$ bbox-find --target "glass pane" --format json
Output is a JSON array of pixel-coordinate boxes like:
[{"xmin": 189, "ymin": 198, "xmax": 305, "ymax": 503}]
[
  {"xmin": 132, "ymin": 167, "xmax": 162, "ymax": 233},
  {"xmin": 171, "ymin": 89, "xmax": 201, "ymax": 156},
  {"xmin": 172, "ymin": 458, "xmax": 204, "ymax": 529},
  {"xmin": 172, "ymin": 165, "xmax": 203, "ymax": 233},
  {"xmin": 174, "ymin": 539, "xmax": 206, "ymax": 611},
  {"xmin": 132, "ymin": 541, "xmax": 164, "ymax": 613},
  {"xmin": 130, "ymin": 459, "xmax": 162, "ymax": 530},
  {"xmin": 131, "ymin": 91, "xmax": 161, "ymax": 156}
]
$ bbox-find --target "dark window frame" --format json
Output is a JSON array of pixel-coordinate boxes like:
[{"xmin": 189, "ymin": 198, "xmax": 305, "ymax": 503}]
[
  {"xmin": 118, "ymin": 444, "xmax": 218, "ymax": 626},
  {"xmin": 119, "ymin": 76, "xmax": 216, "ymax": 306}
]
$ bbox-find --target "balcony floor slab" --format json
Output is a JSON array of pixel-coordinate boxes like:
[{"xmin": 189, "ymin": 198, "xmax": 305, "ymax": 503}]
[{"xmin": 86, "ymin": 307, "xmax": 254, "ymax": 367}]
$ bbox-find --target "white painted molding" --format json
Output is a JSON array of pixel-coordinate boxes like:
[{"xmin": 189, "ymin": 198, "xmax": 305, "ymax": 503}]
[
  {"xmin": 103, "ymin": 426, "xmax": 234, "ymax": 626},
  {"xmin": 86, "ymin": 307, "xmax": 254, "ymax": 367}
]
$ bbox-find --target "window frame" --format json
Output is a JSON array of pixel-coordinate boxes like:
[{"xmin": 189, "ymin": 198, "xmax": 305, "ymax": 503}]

*Work to be completed:* Tally the lines in the records above that contain the string "frame", with case counting. Give only the number.

*The completed task:* 2